• Problem
Your task is to write out the full listing once more, exactly.

• Task inputs
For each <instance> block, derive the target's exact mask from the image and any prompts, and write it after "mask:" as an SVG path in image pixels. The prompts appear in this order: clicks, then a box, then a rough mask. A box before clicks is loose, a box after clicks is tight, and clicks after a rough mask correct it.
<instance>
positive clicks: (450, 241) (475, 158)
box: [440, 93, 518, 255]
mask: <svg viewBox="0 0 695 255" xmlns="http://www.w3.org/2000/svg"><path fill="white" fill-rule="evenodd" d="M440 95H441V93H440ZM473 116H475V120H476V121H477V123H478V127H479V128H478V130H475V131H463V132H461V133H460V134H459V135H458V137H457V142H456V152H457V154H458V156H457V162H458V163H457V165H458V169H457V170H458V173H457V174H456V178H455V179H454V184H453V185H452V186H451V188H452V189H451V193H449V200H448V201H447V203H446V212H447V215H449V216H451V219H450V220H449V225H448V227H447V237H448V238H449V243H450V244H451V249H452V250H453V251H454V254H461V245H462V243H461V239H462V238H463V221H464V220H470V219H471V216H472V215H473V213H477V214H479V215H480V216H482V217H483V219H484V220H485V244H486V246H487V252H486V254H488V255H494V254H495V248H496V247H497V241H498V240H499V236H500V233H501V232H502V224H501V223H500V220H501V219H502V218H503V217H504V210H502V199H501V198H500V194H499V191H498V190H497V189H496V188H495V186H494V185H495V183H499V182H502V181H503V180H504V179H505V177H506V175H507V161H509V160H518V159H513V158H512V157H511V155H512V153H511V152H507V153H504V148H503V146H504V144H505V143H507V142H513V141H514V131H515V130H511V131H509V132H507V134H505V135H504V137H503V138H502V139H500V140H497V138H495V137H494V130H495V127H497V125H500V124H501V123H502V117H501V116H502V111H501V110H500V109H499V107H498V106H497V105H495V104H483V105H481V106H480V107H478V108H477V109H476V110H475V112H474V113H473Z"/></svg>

• Solution to this exercise
For each <instance> block, derive the target's exact mask from the image and any prompts, and write it after "mask:" as an SVG path in image pixels. The prompts appear in this order: clicks, then a box, then a rough mask. A box before clicks is loose, a box after clicks is tight, and clicks after a rough mask correct it.
<instance>
positive clicks: (450, 241) (475, 158)
box: [440, 93, 518, 255]
mask: <svg viewBox="0 0 695 255" xmlns="http://www.w3.org/2000/svg"><path fill="white" fill-rule="evenodd" d="M440 95H441V93H440ZM473 116H475V120H476V121H477V123H478V127H479V128H478V130H475V131H463V132H461V133H460V134H459V135H458V137H457V142H456V152H457V154H458V156H457V162H458V163H457V165H458V169H457V170H458V173H457V174H456V178H455V179H454V184H453V185H452V186H451V188H452V189H451V193H449V200H448V201H447V203H446V212H447V215H449V216H451V219H450V220H449V225H448V227H447V237H448V238H449V243H450V244H451V249H452V250H453V251H454V254H461V245H462V243H461V239H462V238H463V221H464V220H470V219H471V216H472V215H473V213H477V214H479V215H480V216H482V217H483V219H484V220H485V244H486V246H487V252H486V254H488V255H494V254H495V248H496V247H497V241H498V240H499V236H500V233H501V232H502V224H501V223H500V220H501V219H502V218H503V217H504V210H502V199H501V198H500V194H499V191H498V190H497V189H496V188H495V186H494V185H495V183H499V182H502V181H503V180H504V179H505V177H506V175H507V161H509V160H518V159H513V158H512V157H511V155H512V153H511V152H507V153H504V148H503V146H504V144H505V143H507V142H513V141H514V131H515V130H511V131H509V132H507V134H505V135H504V137H503V138H502V139H500V140H497V138H495V137H494V130H495V127H497V125H500V124H501V123H502V117H501V116H502V111H501V110H500V109H499V107H498V106H497V105H495V104H483V105H481V106H480V107H478V108H477V109H476V110H475V112H474V113H473Z"/></svg>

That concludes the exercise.